== Work task ==
Find every line in the records below that holds the word "laptop", and copy it out.

== Data provided ==
★ ★ ★ ★ ★
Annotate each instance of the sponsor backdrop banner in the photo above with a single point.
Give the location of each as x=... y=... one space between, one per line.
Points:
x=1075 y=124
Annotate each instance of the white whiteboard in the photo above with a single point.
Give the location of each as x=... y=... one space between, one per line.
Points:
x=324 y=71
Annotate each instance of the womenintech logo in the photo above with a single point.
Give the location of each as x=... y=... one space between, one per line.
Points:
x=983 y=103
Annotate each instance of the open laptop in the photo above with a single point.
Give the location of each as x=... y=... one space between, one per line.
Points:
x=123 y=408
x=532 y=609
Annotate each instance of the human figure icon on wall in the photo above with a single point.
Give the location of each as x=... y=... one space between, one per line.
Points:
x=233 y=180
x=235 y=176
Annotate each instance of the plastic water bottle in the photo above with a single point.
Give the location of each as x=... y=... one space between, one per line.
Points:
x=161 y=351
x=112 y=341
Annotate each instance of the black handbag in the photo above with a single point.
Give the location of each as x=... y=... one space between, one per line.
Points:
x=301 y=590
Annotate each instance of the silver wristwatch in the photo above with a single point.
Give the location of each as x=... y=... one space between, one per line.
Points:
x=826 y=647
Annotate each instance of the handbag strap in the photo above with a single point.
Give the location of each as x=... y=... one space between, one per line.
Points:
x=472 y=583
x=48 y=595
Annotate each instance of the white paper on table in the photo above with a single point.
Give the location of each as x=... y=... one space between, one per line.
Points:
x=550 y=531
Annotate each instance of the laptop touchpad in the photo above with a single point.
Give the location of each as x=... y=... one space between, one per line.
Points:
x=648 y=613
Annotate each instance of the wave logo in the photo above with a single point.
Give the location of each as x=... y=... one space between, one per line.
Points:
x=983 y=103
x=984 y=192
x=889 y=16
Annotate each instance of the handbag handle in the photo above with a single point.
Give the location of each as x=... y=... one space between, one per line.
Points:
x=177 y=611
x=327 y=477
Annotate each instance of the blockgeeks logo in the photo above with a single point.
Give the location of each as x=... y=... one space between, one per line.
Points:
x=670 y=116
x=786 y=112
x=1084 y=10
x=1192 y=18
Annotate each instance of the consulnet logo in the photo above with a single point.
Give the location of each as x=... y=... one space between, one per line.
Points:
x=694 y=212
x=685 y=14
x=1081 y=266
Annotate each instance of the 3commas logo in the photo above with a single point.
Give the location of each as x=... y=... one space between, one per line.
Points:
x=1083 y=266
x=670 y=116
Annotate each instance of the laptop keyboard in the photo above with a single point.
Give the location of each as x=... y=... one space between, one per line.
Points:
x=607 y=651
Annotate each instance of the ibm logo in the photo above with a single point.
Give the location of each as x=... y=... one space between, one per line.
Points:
★ ★ ★ ★ ★
== Response for this exercise ==
Annotate each instance of the open laptop in the photo above with a single point.
Annotate each instance of the laptop touchpad in the photo above with a single point.
Annotate each instance of the laptop keyboard in the photo above with a single point.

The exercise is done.